Records of labeled points
==============================

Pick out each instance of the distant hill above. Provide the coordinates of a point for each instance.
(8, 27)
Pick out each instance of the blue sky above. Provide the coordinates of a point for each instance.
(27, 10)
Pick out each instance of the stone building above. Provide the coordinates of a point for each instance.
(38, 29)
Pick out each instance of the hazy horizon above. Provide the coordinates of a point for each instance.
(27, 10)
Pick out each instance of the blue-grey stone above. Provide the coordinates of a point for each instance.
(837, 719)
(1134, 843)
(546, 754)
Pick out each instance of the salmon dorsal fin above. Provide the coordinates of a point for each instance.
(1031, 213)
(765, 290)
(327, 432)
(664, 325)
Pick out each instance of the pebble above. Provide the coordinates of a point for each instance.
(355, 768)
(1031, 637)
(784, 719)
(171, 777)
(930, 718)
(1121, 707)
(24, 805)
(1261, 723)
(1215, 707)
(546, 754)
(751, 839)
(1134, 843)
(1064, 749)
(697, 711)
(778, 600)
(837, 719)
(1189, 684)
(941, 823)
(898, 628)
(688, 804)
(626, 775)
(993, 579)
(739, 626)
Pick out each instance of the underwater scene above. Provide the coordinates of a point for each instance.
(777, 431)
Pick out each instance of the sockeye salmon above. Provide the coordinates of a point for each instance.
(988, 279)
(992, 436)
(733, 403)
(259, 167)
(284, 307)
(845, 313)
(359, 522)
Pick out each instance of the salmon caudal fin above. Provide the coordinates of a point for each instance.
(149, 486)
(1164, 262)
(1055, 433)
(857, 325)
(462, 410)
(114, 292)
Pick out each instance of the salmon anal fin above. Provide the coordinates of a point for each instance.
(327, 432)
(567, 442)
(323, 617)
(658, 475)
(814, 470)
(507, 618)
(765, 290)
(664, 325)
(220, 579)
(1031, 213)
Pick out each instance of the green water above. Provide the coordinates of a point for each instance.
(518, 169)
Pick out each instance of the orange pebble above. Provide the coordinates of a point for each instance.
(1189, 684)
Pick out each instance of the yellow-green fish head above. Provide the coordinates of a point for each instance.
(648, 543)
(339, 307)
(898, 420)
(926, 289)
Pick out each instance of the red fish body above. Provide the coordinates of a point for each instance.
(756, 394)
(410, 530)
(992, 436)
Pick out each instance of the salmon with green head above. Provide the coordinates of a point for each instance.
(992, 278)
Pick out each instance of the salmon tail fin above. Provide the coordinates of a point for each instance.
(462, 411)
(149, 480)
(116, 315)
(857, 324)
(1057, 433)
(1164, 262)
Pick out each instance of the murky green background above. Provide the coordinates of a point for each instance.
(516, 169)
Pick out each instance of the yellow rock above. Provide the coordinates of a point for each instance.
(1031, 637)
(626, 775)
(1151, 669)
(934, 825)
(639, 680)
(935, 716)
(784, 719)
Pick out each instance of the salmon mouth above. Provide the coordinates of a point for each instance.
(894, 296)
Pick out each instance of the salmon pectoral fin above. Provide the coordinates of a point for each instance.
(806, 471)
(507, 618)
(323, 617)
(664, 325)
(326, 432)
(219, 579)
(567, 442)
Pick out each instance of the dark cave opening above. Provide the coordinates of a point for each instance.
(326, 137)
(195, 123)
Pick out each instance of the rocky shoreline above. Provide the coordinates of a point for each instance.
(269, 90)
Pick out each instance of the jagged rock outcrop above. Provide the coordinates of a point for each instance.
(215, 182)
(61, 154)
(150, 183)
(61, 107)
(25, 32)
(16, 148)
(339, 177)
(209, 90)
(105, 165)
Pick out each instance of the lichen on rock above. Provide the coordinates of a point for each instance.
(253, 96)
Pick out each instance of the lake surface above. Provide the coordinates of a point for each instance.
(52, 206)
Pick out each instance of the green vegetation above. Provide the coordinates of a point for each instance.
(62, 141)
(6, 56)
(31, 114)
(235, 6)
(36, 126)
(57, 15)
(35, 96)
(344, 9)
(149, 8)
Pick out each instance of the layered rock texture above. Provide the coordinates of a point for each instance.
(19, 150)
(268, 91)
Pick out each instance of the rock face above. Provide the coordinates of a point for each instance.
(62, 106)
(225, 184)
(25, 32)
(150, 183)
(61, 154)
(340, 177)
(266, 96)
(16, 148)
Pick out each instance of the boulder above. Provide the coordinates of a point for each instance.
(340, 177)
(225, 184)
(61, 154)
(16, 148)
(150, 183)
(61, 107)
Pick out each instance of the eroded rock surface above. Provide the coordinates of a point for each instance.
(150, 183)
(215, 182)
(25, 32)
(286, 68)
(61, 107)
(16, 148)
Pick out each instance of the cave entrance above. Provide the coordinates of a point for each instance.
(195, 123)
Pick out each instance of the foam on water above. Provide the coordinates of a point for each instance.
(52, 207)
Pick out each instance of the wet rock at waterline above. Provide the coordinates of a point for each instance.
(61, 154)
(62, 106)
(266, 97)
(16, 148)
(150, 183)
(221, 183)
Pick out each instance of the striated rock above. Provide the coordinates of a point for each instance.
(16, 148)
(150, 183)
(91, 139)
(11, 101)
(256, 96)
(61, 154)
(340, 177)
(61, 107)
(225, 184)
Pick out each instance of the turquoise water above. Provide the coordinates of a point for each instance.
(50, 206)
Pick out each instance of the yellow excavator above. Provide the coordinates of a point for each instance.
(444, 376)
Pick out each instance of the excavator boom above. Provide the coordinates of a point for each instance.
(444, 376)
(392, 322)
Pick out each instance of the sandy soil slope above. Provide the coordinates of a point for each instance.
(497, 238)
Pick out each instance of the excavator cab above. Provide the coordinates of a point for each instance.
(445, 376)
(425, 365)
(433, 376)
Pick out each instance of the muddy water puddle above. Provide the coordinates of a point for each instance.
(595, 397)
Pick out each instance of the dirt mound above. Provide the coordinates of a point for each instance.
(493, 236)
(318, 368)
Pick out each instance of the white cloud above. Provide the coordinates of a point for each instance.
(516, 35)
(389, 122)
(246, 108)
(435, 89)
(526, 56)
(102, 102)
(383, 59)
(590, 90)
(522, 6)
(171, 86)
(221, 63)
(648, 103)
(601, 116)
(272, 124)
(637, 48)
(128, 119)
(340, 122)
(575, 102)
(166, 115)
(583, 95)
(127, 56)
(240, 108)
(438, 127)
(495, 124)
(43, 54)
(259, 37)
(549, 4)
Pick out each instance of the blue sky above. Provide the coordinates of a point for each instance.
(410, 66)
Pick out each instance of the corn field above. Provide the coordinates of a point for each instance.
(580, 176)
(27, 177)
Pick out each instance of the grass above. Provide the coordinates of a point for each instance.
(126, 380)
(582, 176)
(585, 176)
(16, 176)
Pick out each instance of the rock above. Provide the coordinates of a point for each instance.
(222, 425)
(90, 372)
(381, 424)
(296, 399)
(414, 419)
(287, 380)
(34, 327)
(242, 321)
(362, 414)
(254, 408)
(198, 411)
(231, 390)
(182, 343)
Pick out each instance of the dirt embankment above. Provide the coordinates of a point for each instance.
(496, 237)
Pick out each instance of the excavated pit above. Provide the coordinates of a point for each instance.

==============================

- _WRITTEN REQUEST_
Here, the records must be output exactly and in full.

- _EXERCISE RESPONSE_
Pick out each instance of the distant hill above. Provide the coordinates of a point for each instance.
(8, 27)
Pick out each instance of the blue sky above. Provide the coordinates of a point for each instance.
(27, 10)
Pick out each instance of the stone building above. Provide the coordinates of a point for each instance.
(38, 29)
Pick out each instance of the hazy horizon above. Provide the coordinates of a point for each instance.
(27, 10)
Pick out each instance of the blue-grey stone above. Provide the coordinates of a point for each instance.
(837, 719)
(1134, 843)
(546, 754)
Pick out each instance of the salmon dorsal fin above. Provide the coordinates of a point for each instance.
(1031, 213)
(765, 290)
(327, 432)
(664, 325)
Pick out each instance of the pebble above. Provide the coordinates of a point for each instance.
(355, 768)
(1031, 637)
(784, 719)
(171, 777)
(930, 718)
(1121, 707)
(24, 805)
(1261, 723)
(1215, 707)
(546, 754)
(751, 839)
(1134, 843)
(1064, 749)
(697, 711)
(778, 600)
(837, 719)
(1189, 684)
(941, 823)
(898, 628)
(688, 804)
(626, 775)
(993, 579)
(739, 626)
Pick out each instance of the underwater scene above. Provide the coordinates of a point for each instance.
(777, 431)
Pick out each instance of the sockeye salmon above. Provide the coordinates of a point for each instance.
(988, 279)
(992, 436)
(733, 403)
(259, 167)
(284, 307)
(845, 313)
(359, 522)
Pick out each instance of the salmon caudal fin above. Provide the coordinates of a point for each instance.
(149, 486)
(1164, 262)
(1055, 433)
(857, 325)
(462, 410)
(114, 292)
Pick out each instance of the salmon anal fin above. Provide the coordinates of a point for each instance.
(327, 432)
(567, 442)
(323, 617)
(658, 475)
(814, 470)
(507, 618)
(765, 290)
(664, 325)
(220, 579)
(1031, 213)
Pick out each instance of the green water above. Provide the coordinates of a point for each instance.
(518, 169)
Pick out each instance of the orange pebble above. Provide the coordinates of a point for each instance.
(1189, 684)
Pick out each instance of the yellow-green fish head above. Provide the coordinates of a point for each instance.
(648, 543)
(339, 307)
(898, 420)
(926, 289)
Pick out each instance of the red fish body above. Provide the coordinates of a point for each instance.
(756, 394)
(410, 530)
(992, 436)
Pick out each instance of the salmon with green head above. Provide the coordinates of a point for each instance.
(992, 278)
Pick out each instance of the salmon tail fin above. Provide the coordinates of a point for each instance.
(462, 411)
(149, 480)
(116, 315)
(857, 324)
(1057, 433)
(1164, 262)
Pick out each instance of the murky green background above. Provide the coordinates of a point for each instance.
(516, 169)
Pick out each instance of the yellow rock above. Provide the coordinates of a point for each instance.
(1031, 637)
(626, 775)
(1151, 669)
(934, 825)
(639, 680)
(935, 716)
(784, 719)
Pick out each instance of the salmon mouth above. Provide the coordinates of a point for each instance.
(894, 296)
Pick out each instance of the salmon pectoral fin above. Provide the coordinates of a point for each instance.
(806, 471)
(507, 618)
(323, 617)
(664, 325)
(326, 432)
(219, 579)
(567, 442)
Pick out each instance of the dark cave opening above. Provide the coordinates of a point for each instance.
(326, 137)
(195, 123)
Pick out each instance of the rocky shoreline above. Provide the coordinates of a point for each instance.
(269, 90)
Pick out each instance of the jagged rock outcrop above. Provide the coordinates of a point for each instance.
(215, 182)
(61, 154)
(150, 183)
(61, 107)
(25, 32)
(16, 148)
(339, 177)
(209, 90)
(105, 165)
Pick out each instance of the lichen on rock above. Provide the coordinates of a point for each instance.
(253, 96)
Pick out each instance of the lake surface above. Provide the coordinates of a point for each instance.
(52, 206)
Pick out each instance of the green vegetation above. Provide the coordinates of a point for each instance.
(62, 141)
(6, 56)
(31, 114)
(235, 6)
(36, 126)
(57, 15)
(35, 96)
(344, 9)
(149, 8)
Pick out each instance of the layered rock texture above. Provide the coordinates of a point for each instance.
(19, 150)
(268, 91)
Pick out each instance of the rock face above. Provide the coordinates of a point for each instance.
(62, 106)
(225, 184)
(25, 32)
(150, 183)
(61, 154)
(340, 177)
(266, 96)
(16, 148)
Pick out each instance of the boulder above. Provide the coordinates of a point for each instance.
(340, 177)
(225, 184)
(61, 154)
(16, 148)
(150, 183)
(61, 107)
Pick out each instance of the eroded rock surface above. Provide the coordinates of a point for each instance.
(150, 183)
(215, 182)
(25, 32)
(286, 68)
(61, 107)
(16, 148)
Pick out each instance of the cave entrance above. Provide the coordinates of a point for each instance.
(195, 123)
Pick out each instance of the foam on water above. Provide the coordinates of a point for each instance.
(52, 207)
Pick out each instance of the wet rock at waterline above. Provide the coordinates of a point for each instance.
(61, 154)
(62, 106)
(266, 97)
(16, 148)
(150, 183)
(221, 183)
Pick out each instance of the striated rock above. Provide the coordinates of a point for each instance.
(16, 148)
(150, 183)
(91, 139)
(11, 101)
(256, 96)
(61, 154)
(340, 177)
(61, 107)
(225, 184)
Pick out each instance of the turquoise water above. Provide the coordinates of a point for each instance.
(50, 206)
Pick out each instance of the yellow excavator above. Provide the coordinates of a point for each instance.
(444, 376)
Pick out each instance of the excavator boom above. Provide the coordinates of a point for each instance.
(444, 376)
(392, 322)
Pick out each instance of the sandy soil slope above. Provide the coordinates of a point for each instance.
(497, 238)
Pick out each instance of the excavator cab above. Provide the coordinates of a point for each instance.
(445, 376)
(425, 365)
(433, 376)
Pick out each instance of the muddy water puddle above. Provide the coordinates of a point for each instance.
(595, 397)
Pick out each instance of the dirt mound above. Provide the coordinates of a point for each instance.
(493, 236)
(318, 368)
Pick out each instance of the white cloud above. Provide the coordinates of a point for each instance.
(516, 35)
(389, 122)
(246, 108)
(435, 89)
(526, 56)
(102, 102)
(383, 59)
(590, 90)
(522, 6)
(171, 86)
(221, 63)
(648, 103)
(601, 116)
(272, 124)
(637, 48)
(128, 119)
(340, 122)
(575, 102)
(166, 115)
(583, 95)
(127, 56)
(240, 108)
(438, 127)
(495, 124)
(43, 54)
(259, 37)
(549, 4)
Pick out each instance of the blue sky above. Provide the coordinates of a point for each instance.
(410, 66)
Pick out each instance of the corn field above. Provide the coordinates of a point for each instance.
(580, 176)
(27, 177)
Pick out each instance of the grass above. Provide the coordinates of a point for each instance.
(126, 380)
(582, 176)
(585, 176)
(16, 176)
Pick out each instance of the rock above. Provide the coordinates of a point for each instance.
(222, 425)
(90, 372)
(381, 424)
(296, 399)
(414, 419)
(287, 380)
(34, 327)
(242, 321)
(362, 414)
(254, 408)
(198, 411)
(231, 390)
(182, 343)
Pick out each instance of the dirt embankment above. Provide the coordinates of a point for each instance.
(496, 237)
Pick out each instance of the excavated pit above. Provide the coordinates of a point for each instance.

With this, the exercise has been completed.